INSTRUCTIONS FOR THE TASK: Reproduce every one of the entries below line for line, changing nothing.

*** EXERCISE MATERIAL Section Begins ***

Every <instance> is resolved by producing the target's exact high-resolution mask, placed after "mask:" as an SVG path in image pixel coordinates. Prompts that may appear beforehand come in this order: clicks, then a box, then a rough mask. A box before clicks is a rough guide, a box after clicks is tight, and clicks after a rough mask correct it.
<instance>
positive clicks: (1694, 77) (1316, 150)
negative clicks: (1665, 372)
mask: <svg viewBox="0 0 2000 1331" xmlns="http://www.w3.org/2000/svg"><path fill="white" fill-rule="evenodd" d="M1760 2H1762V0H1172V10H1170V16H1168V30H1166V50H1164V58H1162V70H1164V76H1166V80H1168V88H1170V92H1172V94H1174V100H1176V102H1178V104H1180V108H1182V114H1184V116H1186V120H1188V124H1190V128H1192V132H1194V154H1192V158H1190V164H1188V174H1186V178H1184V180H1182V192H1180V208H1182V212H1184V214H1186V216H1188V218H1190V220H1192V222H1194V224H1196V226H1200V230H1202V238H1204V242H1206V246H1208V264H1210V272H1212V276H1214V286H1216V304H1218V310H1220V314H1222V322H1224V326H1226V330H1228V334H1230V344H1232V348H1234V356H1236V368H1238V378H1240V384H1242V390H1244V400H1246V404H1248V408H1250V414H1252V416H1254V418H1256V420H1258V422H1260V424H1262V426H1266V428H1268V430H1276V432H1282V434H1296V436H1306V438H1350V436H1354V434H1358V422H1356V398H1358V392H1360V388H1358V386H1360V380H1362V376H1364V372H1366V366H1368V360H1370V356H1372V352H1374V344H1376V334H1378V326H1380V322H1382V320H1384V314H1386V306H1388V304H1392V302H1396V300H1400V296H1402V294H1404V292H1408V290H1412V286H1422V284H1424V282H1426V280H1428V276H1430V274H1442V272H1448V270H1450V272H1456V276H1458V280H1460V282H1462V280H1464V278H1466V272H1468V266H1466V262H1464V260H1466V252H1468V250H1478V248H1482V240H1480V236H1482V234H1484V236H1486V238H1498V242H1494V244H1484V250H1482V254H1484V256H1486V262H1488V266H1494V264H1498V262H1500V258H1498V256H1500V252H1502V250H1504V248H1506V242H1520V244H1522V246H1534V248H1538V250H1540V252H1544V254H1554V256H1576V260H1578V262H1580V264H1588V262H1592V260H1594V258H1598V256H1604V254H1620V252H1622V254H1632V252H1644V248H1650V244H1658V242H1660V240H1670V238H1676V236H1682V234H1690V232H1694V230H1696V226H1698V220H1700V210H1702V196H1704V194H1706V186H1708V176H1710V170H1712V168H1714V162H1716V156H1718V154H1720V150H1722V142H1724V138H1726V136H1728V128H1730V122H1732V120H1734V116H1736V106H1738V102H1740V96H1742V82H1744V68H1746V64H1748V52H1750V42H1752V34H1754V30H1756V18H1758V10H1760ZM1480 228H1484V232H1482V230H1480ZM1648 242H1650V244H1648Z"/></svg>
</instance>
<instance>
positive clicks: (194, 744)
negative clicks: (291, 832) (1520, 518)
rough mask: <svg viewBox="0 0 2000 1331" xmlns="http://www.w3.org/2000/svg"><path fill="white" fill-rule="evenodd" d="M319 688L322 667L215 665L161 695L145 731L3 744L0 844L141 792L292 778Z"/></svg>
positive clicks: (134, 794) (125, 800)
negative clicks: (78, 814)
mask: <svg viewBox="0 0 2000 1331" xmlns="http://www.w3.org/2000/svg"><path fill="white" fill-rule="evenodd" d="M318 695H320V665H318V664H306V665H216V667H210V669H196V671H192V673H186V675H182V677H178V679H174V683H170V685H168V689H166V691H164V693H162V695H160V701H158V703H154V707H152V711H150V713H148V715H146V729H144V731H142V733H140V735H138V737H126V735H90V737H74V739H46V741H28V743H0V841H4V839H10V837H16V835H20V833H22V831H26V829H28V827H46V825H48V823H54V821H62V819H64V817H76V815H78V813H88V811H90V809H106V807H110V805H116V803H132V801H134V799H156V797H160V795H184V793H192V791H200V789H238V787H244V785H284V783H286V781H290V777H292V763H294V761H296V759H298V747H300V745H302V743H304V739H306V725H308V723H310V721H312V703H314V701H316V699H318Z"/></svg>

*** EXERCISE MATERIAL Section Ends ***

WRITTEN RESPONSE:
Every <instance> is resolved by producing the target's exact high-resolution mask, placed after "mask:" as an SVG path in image pixel coordinates. Prompts that may appear beforehand come in this order: clicks, then a box, then a rough mask. A box before clicks is a rough guide, a box after clicks is tight, and clicks after a rough mask correct it.
<instance>
positive clicks: (1694, 77) (1316, 150)
negative clicks: (1665, 372)
mask: <svg viewBox="0 0 2000 1331" xmlns="http://www.w3.org/2000/svg"><path fill="white" fill-rule="evenodd" d="M1760 2H1762V0H1172V10H1170V16H1168V30H1166V50H1164V58H1162V70H1164V76H1166V80H1168V88H1170V92H1172V94H1174V100H1176V102H1178V104H1180V108H1182V114H1184V116H1186V120H1188V124H1190V128H1192V132H1194V154H1192V158H1190V164H1188V174H1186V178H1184V180H1182V192H1180V208H1182V212H1184V214H1186V216H1188V218H1190V220H1192V222H1194V224H1196V226H1200V230H1202V238H1204V242H1206V246H1208V264H1210V272H1212V276H1214V286H1216V304H1218V310H1220V314H1222V322H1224V326H1226V330H1228V334H1230V344H1232V348H1234V356H1236V368H1238V378H1240V384H1242V390H1244V400H1246V404H1248V408H1250V414H1252V416H1254V418H1256V420H1258V422H1260V424H1262V426H1266V428H1268V430H1276V432H1282V434H1296V436H1306V438H1350V436H1354V434H1358V422H1356V398H1358V392H1360V388H1358V386H1360V380H1362V376H1364V372H1366V366H1368V360H1370V356H1372V352H1374V344H1376V334H1378V326H1380V322H1382V320H1384V314H1386V306H1388V304H1392V302H1396V300H1400V296H1402V294H1404V292H1408V290H1412V286H1422V284H1424V282H1426V280H1428V276H1430V274H1442V272H1448V270H1450V272H1456V276H1458V280H1460V282H1462V280H1464V278H1466V272H1468V266H1466V262H1464V260H1466V252H1468V250H1478V248H1482V240H1480V236H1482V234H1484V236H1486V238H1498V242H1494V244H1484V250H1482V254H1484V256H1486V262H1488V266H1494V264H1498V262H1500V258H1498V256H1500V252H1502V250H1504V248H1506V242H1520V244H1522V246H1534V248H1538V250H1540V252H1544V254H1554V256H1576V260H1578V262H1580V264H1588V262H1592V260H1594V258H1598V256H1604V254H1620V252H1622V254H1632V252H1644V248H1650V244H1658V242H1660V240H1670V238H1676V236H1682V234H1690V232H1694V230H1696V226H1698V220H1700V210H1702V196H1704V194H1706V186H1708V176H1710V170H1712V168H1714V162H1716V156H1718V154H1720V150H1722V142H1724V138H1726V136H1728V128H1730V122H1732V120H1734V116H1736V106H1738V102H1740V96H1742V82H1744V68H1746V64H1748V52H1750V42H1752V34H1754V30H1756V18H1758V10H1760ZM1480 228H1484V232H1482V230H1480ZM1648 242H1650V244H1648Z"/></svg>
</instance>
<instance>
positive clicks: (194, 744)
negative clicks: (291, 832) (1520, 518)
rough mask: <svg viewBox="0 0 2000 1331" xmlns="http://www.w3.org/2000/svg"><path fill="white" fill-rule="evenodd" d="M319 688L322 667L215 665L161 695L145 731L3 744L0 844L141 792L292 778Z"/></svg>
positive clicks: (134, 794) (125, 800)
negative clicks: (78, 814)
mask: <svg viewBox="0 0 2000 1331" xmlns="http://www.w3.org/2000/svg"><path fill="white" fill-rule="evenodd" d="M318 695H320V665H318V664H306V665H216V667H210V669H196V671H192V673H186V675H182V677H178V679H174V683H170V685H168V689H166V691H164V693H162V695H160V701H158V703H154V707H152V711H150V713H148V715H146V729H144V731H142V733H140V735H138V737H126V735H90V737H74V739H46V741H28V743H0V841H4V839H10V837H16V835H20V833H22V831H26V829H28V827H46V825H48V823H54V821H62V819H64V817H76V815H78V813H88V811H90V809H106V807H110V805H116V803H132V801H134V799H156V797H160V795H184V793H192V791H200V789H238V787H244V785H284V783H286V781H290V777H292V763H294V761H296V759H298V747H300V745H302V743H304V739H306V725H308V723H310V721H312V703H314V701H316V699H318Z"/></svg>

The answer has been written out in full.